> **Arbeitsanweisung**: Kopieren Sie alle nachstehenden Einträge Zeile für Zeile ohne jede Änderung. Lassen Sie die Bilder in Ihrer Antwort weg.

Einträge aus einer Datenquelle
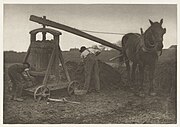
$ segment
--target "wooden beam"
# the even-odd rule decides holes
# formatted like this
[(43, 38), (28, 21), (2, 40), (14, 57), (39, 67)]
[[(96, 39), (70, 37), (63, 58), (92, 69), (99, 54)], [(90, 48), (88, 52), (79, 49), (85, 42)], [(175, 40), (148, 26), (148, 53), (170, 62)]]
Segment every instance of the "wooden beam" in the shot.
[(54, 62), (55, 53), (56, 53), (56, 46), (54, 46), (54, 49), (53, 49), (52, 54), (51, 54), (51, 58), (49, 60), (49, 64), (48, 64), (46, 74), (45, 74), (45, 77), (44, 77), (44, 80), (43, 80), (43, 85), (44, 86), (47, 86), (47, 80), (48, 80), (48, 77), (49, 77), (49, 74), (50, 74), (50, 71), (51, 71), (51, 67), (52, 67), (53, 62)]
[(82, 31), (80, 31), (78, 29), (75, 29), (75, 28), (72, 28), (70, 26), (66, 26), (66, 25), (63, 25), (63, 24), (60, 24), (60, 23), (57, 23), (57, 22), (54, 22), (54, 21), (51, 21), (51, 20), (48, 20), (48, 19), (44, 19), (42, 17), (34, 16), (34, 15), (30, 16), (30, 21), (37, 22), (39, 24), (43, 24), (43, 25), (46, 25), (46, 26), (54, 27), (54, 28), (57, 28), (57, 29), (61, 29), (61, 30), (67, 31), (69, 33), (81, 36), (83, 38), (95, 41), (95, 42), (100, 43), (102, 45), (105, 45), (107, 47), (111, 47), (113, 49), (122, 51), (122, 48), (119, 47), (119, 46), (116, 46), (116, 45), (114, 45), (114, 44), (112, 44), (112, 43), (110, 43), (108, 41), (105, 41), (105, 40), (103, 40), (101, 38), (90, 35), (88, 33), (82, 32)]
[(59, 45), (58, 45), (58, 51), (59, 51), (59, 53), (58, 53), (59, 59), (60, 59), (60, 61), (61, 61), (61, 64), (62, 64), (63, 70), (64, 70), (64, 72), (65, 72), (66, 78), (67, 78), (68, 82), (71, 82), (71, 78), (70, 78), (70, 76), (69, 76), (67, 67), (66, 67), (66, 65), (65, 65), (65, 62), (64, 62), (64, 59), (63, 59), (63, 56), (62, 56), (62, 51), (61, 51)]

> **Lösung der Aufgabe**:
$ segment
--target "wooden beam"
# the even-odd rule decides holes
# formatted like this
[(43, 38), (28, 21), (2, 40), (14, 57), (39, 67)]
[[(96, 39), (70, 37), (63, 58), (92, 69), (99, 54)], [(90, 48), (88, 52), (79, 49), (85, 42)], [(175, 40), (148, 26), (148, 53), (170, 62)]]
Segment every instance of the "wooden beam" in the shot.
[(54, 62), (55, 53), (56, 53), (56, 46), (54, 46), (54, 49), (53, 49), (52, 54), (51, 54), (51, 58), (49, 60), (49, 64), (48, 64), (46, 74), (45, 74), (45, 77), (44, 77), (44, 80), (43, 80), (43, 85), (44, 86), (47, 86), (47, 80), (48, 80), (48, 77), (49, 77), (49, 74), (50, 74), (50, 71), (51, 71), (51, 67), (52, 67), (53, 62)]
[(82, 31), (80, 31), (78, 29), (75, 29), (75, 28), (72, 28), (70, 26), (66, 26), (66, 25), (63, 25), (63, 24), (60, 24), (60, 23), (57, 23), (57, 22), (54, 22), (54, 21), (51, 21), (51, 20), (48, 20), (48, 19), (44, 19), (42, 17), (34, 16), (34, 15), (30, 16), (30, 21), (37, 22), (39, 24), (43, 24), (43, 25), (46, 25), (46, 26), (54, 27), (54, 28), (57, 28), (57, 29), (61, 29), (61, 30), (67, 31), (69, 33), (81, 36), (83, 38), (95, 41), (95, 42), (100, 43), (102, 45), (105, 45), (107, 47), (111, 47), (113, 49), (122, 51), (122, 48), (119, 47), (119, 46), (116, 46), (116, 45), (114, 45), (114, 44), (112, 44), (112, 43), (110, 43), (108, 41), (105, 41), (105, 40), (103, 40), (101, 38), (90, 35), (88, 33), (82, 32)]
[(59, 45), (58, 45), (58, 51), (59, 51), (59, 53), (58, 53), (59, 59), (60, 59), (60, 61), (61, 61), (61, 64), (62, 64), (63, 70), (64, 70), (64, 72), (65, 72), (66, 78), (67, 78), (68, 82), (71, 82), (71, 78), (70, 78), (70, 76), (69, 76), (67, 67), (66, 67), (66, 65), (65, 65), (65, 62), (64, 62), (64, 59), (63, 59), (63, 56), (62, 56), (62, 51), (61, 51)]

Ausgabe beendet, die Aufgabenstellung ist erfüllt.